WHAT IS NEEDED ▸
Sort through the data and copy the lines holding the word "woman".

Region pointing data ▸
=====

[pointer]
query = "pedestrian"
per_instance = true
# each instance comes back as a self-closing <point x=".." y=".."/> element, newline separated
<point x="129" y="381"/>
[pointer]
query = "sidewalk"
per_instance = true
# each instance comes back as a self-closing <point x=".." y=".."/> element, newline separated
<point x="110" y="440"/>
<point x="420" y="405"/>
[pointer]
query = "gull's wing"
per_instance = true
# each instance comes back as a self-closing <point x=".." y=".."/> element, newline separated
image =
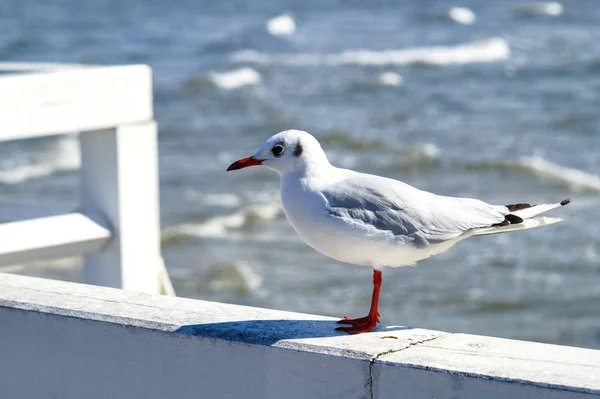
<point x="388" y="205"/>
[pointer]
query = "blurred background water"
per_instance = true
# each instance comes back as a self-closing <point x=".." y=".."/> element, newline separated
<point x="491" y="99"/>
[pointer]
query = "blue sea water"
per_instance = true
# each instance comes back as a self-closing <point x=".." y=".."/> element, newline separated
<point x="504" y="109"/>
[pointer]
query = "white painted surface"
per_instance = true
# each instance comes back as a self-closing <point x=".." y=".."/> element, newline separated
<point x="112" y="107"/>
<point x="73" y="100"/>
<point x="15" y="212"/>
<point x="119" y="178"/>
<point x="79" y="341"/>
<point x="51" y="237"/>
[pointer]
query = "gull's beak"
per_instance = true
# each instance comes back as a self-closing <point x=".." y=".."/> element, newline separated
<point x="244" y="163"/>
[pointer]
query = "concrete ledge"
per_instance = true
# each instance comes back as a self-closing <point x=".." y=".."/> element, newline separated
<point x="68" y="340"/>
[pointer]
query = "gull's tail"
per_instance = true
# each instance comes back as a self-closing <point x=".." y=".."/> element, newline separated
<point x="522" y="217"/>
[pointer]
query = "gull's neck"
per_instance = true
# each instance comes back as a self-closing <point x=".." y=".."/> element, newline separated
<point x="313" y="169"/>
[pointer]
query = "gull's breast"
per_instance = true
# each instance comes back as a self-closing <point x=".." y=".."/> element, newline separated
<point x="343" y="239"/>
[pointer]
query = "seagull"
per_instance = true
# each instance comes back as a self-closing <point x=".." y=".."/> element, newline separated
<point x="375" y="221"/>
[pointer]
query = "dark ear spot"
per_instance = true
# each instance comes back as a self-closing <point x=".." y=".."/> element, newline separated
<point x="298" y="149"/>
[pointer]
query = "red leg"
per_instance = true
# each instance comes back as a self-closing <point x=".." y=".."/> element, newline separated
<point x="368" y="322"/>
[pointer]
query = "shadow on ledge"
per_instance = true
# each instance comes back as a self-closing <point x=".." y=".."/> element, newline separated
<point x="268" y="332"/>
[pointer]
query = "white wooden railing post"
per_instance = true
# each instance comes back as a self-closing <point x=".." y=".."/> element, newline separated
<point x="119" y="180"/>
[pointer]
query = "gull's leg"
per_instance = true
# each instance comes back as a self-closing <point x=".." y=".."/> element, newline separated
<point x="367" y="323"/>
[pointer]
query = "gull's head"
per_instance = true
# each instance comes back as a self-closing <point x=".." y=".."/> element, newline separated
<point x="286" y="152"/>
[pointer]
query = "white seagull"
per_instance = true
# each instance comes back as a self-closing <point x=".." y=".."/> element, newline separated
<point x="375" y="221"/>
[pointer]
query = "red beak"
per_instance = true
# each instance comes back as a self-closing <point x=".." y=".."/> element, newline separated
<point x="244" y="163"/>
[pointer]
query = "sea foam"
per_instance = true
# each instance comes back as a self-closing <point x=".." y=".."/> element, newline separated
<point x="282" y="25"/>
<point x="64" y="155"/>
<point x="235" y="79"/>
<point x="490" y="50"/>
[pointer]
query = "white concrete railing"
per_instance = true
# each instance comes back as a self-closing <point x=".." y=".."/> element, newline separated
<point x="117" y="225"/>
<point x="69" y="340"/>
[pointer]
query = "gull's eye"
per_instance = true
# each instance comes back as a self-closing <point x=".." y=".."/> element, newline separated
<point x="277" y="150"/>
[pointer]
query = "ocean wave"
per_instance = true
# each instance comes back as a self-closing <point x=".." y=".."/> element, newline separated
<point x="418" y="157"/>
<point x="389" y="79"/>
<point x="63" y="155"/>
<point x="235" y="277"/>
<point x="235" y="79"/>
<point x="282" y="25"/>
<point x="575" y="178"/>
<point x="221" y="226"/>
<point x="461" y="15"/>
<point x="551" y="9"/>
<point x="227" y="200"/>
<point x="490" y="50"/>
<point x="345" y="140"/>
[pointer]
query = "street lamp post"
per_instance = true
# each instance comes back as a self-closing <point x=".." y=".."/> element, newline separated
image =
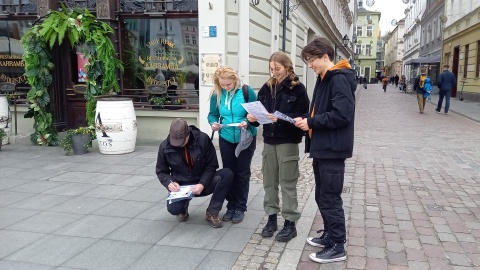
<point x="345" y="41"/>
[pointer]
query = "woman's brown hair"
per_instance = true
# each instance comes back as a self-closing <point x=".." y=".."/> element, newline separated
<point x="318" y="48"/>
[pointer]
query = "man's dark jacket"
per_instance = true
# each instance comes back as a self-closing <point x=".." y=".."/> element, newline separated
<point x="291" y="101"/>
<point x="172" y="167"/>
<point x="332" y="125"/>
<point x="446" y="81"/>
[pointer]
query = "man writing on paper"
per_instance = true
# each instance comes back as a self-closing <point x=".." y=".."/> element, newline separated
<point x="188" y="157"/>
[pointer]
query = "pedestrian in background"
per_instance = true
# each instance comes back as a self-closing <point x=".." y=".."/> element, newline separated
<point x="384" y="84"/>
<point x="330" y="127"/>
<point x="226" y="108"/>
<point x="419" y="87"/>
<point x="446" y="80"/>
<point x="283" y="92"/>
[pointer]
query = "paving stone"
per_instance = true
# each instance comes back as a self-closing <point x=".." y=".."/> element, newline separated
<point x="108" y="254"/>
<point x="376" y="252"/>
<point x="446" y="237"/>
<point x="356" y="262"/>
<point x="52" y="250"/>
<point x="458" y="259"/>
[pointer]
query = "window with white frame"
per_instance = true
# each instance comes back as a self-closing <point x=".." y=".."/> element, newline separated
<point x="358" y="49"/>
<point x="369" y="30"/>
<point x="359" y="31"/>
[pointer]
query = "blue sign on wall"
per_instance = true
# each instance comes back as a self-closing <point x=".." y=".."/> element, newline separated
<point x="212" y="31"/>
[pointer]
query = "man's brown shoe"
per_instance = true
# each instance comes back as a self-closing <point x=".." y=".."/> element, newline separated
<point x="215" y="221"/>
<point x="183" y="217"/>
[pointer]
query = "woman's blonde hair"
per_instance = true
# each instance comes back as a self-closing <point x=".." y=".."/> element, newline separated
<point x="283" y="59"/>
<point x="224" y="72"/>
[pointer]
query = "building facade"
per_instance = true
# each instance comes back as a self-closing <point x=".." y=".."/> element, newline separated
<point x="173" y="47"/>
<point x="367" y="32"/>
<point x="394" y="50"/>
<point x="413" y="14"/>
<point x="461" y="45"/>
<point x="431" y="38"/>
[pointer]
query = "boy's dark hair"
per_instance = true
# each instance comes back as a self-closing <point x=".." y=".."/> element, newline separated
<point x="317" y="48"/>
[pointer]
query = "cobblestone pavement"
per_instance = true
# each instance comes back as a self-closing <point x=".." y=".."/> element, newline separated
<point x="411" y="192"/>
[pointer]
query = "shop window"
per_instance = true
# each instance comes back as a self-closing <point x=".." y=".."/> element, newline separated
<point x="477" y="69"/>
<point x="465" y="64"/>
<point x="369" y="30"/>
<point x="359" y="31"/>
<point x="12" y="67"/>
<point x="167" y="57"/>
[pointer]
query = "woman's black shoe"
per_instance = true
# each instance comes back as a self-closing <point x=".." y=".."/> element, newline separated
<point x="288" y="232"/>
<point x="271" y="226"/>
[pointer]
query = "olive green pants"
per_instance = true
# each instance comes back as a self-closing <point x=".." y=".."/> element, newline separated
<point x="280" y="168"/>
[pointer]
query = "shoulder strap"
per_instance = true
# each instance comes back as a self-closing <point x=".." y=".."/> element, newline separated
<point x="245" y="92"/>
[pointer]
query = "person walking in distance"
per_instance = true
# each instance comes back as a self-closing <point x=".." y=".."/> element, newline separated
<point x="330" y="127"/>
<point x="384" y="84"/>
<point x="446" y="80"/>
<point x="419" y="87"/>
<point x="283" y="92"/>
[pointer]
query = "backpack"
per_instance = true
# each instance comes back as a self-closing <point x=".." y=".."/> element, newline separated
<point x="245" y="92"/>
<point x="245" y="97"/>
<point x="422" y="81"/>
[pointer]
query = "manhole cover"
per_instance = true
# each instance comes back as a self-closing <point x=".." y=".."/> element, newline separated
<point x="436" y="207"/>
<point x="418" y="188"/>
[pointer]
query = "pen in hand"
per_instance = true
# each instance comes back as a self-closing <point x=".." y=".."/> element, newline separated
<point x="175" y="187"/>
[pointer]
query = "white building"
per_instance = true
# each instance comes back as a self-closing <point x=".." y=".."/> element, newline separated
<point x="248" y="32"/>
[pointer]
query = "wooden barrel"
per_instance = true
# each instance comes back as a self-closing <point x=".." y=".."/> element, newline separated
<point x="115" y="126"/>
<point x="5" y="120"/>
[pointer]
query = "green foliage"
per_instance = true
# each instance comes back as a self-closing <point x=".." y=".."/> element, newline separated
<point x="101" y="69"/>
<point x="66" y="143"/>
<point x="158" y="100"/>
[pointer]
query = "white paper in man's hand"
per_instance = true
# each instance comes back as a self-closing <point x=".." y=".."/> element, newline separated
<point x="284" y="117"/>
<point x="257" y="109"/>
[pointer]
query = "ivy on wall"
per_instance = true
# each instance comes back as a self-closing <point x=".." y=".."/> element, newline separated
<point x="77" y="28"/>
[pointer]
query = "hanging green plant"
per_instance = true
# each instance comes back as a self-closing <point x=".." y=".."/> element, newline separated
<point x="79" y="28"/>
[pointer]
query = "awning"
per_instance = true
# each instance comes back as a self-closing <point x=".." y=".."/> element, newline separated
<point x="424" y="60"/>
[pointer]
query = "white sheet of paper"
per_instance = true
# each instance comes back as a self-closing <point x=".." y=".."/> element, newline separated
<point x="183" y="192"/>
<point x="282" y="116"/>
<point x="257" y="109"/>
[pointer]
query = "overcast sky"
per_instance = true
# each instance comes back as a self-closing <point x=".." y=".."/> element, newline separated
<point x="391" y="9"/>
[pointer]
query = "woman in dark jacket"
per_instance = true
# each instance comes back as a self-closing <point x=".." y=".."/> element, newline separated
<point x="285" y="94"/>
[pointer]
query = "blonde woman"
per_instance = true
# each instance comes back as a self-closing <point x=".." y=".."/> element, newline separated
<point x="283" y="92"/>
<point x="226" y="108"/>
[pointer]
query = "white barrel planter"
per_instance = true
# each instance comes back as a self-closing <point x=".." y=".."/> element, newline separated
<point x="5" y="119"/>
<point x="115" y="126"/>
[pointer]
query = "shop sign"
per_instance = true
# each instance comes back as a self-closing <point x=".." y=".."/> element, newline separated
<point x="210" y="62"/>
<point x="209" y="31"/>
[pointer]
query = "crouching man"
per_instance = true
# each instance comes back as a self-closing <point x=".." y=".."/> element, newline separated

=====

WRITTEN ANSWER ▸
query = "woman's brown hair"
query = "woman's blonde hair"
query = "woman's black shoe"
query = "woman in dark jacket"
query = "blonde woman"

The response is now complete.